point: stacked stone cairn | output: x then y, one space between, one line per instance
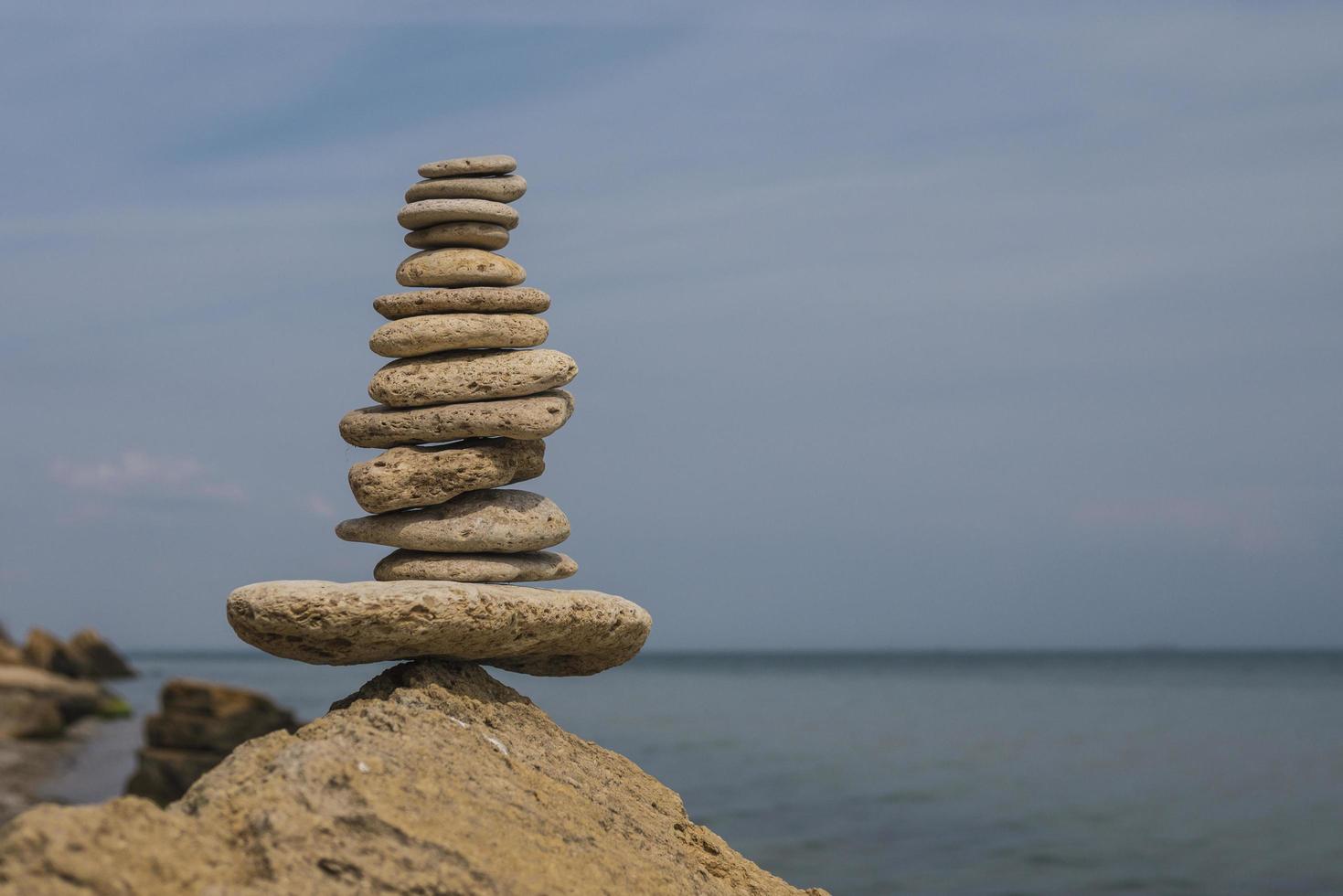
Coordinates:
463 411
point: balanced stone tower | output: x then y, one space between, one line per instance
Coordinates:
461 411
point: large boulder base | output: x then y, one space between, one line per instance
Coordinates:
434 778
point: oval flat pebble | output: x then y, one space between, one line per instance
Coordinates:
470 377
460 268
490 521
441 211
501 189
429 334
469 298
460 234
532 417
423 566
469 165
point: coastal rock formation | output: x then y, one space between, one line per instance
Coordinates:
515 805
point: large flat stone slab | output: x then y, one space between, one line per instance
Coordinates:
540 632
470 377
458 268
530 417
429 334
489 521
424 566
411 477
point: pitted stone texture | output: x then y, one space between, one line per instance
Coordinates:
467 165
493 521
541 632
411 477
458 268
501 189
429 212
486 300
532 417
460 234
429 334
540 566
470 377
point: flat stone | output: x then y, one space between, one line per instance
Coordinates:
460 234
460 268
470 375
492 521
472 298
429 334
423 566
441 211
411 477
544 632
532 417
501 189
469 165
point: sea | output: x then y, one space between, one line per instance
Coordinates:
986 774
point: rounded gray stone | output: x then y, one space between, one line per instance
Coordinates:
411 477
467 165
470 377
543 632
458 268
503 189
470 298
492 521
423 566
429 334
442 211
532 417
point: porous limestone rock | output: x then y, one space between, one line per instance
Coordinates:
469 165
458 268
432 778
427 212
429 334
541 632
469 234
501 189
530 417
489 521
470 377
412 477
467 298
423 566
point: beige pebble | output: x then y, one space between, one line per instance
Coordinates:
490 521
411 477
470 377
538 566
460 268
429 334
532 417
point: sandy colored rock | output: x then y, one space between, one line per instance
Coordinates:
422 566
543 632
470 377
467 165
434 778
427 212
503 189
458 268
412 477
429 334
489 521
466 234
532 417
485 300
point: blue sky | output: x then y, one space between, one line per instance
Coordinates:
901 325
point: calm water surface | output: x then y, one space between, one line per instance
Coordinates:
978 774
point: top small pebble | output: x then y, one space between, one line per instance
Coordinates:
469 165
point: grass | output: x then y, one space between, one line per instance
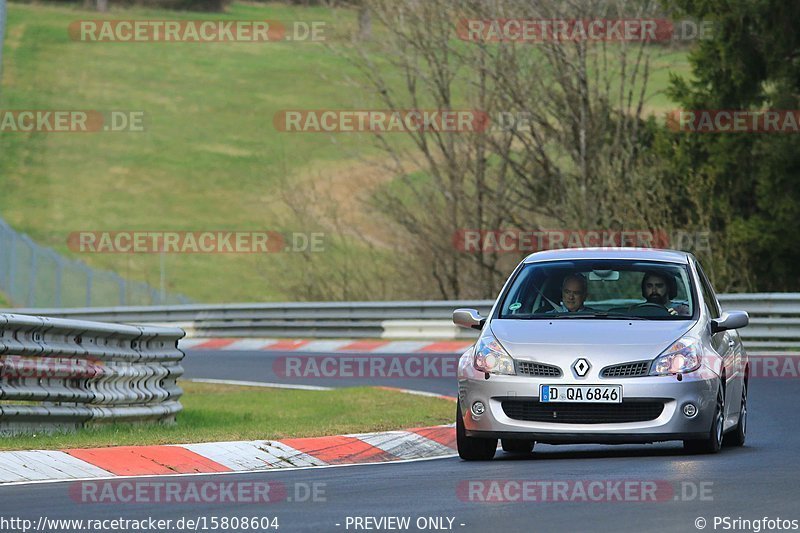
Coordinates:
210 158
215 412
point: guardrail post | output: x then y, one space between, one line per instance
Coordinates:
89 276
59 274
32 278
12 265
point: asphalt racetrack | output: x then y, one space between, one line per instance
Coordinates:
584 488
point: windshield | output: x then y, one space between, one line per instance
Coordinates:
621 289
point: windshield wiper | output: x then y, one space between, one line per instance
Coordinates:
598 314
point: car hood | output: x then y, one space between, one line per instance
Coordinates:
603 341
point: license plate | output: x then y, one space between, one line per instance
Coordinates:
580 393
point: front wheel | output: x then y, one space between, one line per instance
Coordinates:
472 448
713 443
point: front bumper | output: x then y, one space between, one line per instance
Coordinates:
671 424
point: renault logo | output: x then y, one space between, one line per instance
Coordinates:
581 367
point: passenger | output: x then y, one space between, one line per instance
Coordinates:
660 288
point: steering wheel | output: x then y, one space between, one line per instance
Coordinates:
652 306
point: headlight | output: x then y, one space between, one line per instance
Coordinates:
683 356
491 357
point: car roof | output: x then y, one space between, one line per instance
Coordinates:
649 254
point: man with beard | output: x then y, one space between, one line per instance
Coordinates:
660 288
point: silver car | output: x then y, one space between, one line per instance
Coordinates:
603 346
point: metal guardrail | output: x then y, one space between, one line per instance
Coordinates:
34 275
61 374
775 318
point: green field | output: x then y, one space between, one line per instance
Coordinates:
214 413
210 158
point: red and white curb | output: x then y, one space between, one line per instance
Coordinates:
219 457
325 346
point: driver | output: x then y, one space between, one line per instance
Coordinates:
660 288
574 291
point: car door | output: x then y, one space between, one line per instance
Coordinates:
725 344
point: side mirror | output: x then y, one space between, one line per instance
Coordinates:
730 320
468 318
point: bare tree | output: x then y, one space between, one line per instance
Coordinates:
565 148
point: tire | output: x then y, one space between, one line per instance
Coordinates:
713 443
517 445
738 434
472 448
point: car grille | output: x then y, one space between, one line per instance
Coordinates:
582 413
627 370
527 368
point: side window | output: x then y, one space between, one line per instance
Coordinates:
708 294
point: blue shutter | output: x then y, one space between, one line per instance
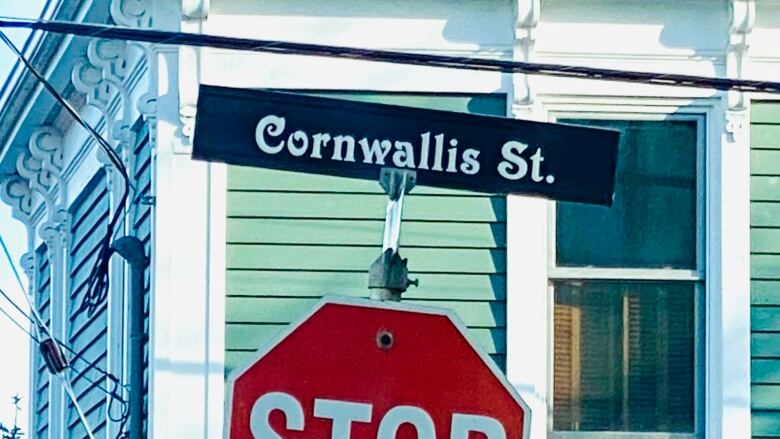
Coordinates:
87 335
40 373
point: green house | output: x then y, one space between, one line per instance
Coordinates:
656 318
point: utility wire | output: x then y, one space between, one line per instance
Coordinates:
453 62
19 325
97 286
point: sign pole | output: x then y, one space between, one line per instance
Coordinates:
388 275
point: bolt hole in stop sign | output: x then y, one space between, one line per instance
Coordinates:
360 369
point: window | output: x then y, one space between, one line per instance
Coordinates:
628 288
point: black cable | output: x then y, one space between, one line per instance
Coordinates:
453 62
76 355
97 287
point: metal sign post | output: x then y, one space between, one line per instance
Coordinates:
388 276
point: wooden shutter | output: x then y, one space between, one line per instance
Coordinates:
87 335
41 376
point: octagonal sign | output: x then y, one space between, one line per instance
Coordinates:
360 369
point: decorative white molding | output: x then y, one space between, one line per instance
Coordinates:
743 18
27 262
194 13
131 13
15 191
55 231
528 12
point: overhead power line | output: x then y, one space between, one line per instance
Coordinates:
97 286
421 59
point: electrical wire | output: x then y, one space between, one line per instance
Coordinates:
421 59
97 286
19 325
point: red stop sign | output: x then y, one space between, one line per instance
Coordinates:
355 368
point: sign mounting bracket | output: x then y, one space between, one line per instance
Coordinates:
388 275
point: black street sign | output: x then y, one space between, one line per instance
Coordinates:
451 150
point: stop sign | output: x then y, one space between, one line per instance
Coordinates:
355 368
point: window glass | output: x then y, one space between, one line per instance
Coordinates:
652 222
624 356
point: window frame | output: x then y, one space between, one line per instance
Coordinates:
726 317
695 276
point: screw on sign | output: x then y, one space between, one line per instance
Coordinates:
359 369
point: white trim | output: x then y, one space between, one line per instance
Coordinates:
625 273
527 359
215 319
375 304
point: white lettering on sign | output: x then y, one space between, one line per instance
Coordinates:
433 155
406 414
258 419
462 425
344 413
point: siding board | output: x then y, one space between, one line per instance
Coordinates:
293 238
765 268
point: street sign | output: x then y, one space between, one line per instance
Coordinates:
446 149
362 369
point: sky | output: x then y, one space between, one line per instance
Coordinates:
14 375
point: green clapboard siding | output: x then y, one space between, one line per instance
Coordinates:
765 268
292 238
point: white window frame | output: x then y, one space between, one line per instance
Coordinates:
695 276
726 319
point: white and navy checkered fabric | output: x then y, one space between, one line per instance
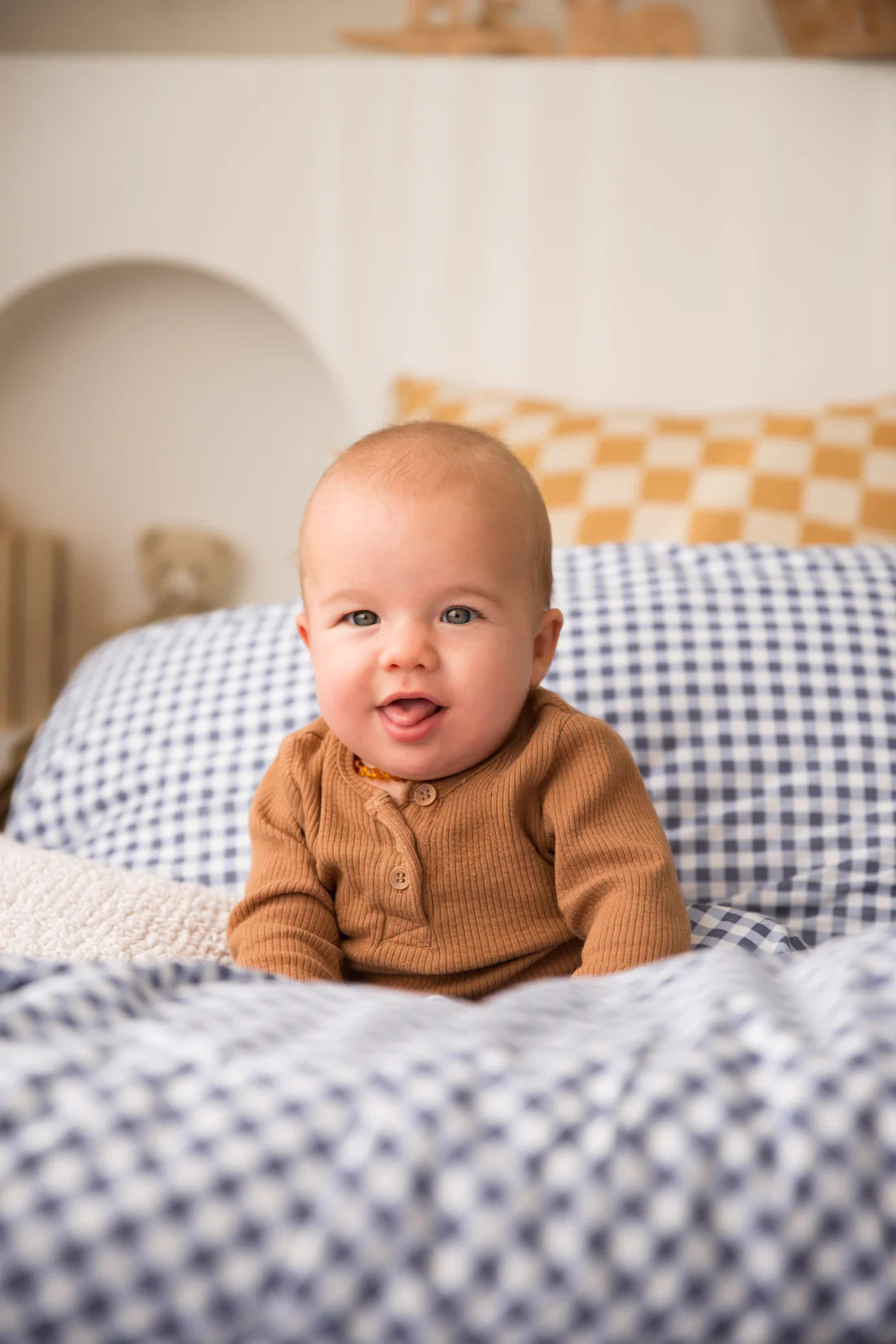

□ □ □ □ □ □ □

- [Brief] Look through the records above and please copy every line in which the string "black" occurs.

- [Solution]
point: black cable | output: x then y, one space between, one line per instance
point: black street sign | output: x then y, one space between, one line per instance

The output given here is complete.